_Task brief:_
Scale the entries from the line containing "Where in this photo can the angular" through the last entry, both ends included: rewrite those lines in full, requests included, and multiply every point coordinate in the answers by 2.3, rounding each to a whole number with halves rounded up. Omit the pictures from your answer.

-- Start of Material for this task --

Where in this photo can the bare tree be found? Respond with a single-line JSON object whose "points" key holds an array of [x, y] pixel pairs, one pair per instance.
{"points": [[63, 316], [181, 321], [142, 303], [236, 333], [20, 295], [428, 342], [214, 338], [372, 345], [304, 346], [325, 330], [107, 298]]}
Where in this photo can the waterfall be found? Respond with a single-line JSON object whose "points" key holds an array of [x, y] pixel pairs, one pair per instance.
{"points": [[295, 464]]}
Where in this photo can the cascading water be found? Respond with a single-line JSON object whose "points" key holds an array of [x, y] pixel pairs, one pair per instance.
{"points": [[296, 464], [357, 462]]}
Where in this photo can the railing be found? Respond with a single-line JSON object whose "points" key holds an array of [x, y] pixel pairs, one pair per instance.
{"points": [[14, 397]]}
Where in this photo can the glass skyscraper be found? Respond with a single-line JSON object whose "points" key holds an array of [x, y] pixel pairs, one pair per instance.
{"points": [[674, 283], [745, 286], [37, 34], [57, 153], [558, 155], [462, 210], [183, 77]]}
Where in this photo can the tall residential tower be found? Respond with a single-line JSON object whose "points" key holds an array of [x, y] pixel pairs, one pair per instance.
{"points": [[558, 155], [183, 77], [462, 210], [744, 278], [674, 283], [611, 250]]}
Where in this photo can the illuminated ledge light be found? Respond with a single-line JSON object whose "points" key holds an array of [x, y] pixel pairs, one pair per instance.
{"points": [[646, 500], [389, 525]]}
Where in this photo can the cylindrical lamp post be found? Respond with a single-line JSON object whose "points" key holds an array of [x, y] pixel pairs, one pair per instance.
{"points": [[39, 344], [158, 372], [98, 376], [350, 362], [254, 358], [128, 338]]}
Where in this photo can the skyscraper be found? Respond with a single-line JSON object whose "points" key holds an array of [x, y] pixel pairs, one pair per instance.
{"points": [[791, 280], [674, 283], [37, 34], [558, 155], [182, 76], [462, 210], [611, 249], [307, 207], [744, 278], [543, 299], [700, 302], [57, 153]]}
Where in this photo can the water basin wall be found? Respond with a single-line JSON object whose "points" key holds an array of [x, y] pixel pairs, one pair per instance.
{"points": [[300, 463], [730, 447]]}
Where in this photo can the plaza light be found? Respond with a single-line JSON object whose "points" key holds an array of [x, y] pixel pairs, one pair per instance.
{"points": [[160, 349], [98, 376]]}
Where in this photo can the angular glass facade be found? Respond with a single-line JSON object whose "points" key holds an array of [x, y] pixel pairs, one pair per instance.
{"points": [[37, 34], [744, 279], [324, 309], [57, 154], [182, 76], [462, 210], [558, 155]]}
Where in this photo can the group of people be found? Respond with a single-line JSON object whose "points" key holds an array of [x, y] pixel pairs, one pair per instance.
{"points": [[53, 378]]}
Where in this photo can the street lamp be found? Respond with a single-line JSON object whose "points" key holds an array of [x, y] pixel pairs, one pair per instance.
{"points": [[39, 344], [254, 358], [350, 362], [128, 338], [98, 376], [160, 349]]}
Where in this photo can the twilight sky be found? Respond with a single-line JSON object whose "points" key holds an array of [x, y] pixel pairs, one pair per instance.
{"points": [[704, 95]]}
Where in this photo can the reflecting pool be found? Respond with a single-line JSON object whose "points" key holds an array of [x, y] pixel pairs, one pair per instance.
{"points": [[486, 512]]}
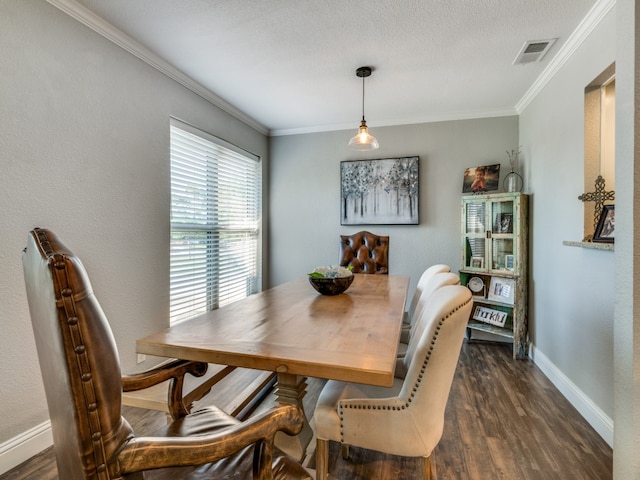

-- End of Material for this task --

_The answer:_
Where in this photo can the angular glass facade be found? Respond with a single-line JSON object whose "points" key holds an array of [x, y] pixel pairs, one pair per instance.
{"points": [[85, 78], [1711, 642], [745, 711], [131, 354], [419, 175], [1063, 483], [1283, 357]]}
Where in this photo can the group of people be found? Respond with a single-line JSON object whose "points" key holds an array of [x, y] pixel pairs, one pair per instance.
{"points": [[122, 869]]}
Where in this photo can the street lamp be found? Respond with a single-line JSON object whose "points" key holds an array of [x, y] pixel pairs, one pair per instance.
{"points": [[90, 791], [584, 823], [805, 833], [294, 777], [225, 865], [368, 803]]}
Where in this photo can the twilight sky be found? Respond with a single-line JSON object whose "points" key holds an array of [x, y] pixel pairs, one pair per instance.
{"points": [[1619, 219]]}
Where in this photo can the reflecting pool be found? Respond with a single-line JSON object whose "points" key holds an array of [x, y] pixel pairs, one pair per instance.
{"points": [[1118, 1178]]}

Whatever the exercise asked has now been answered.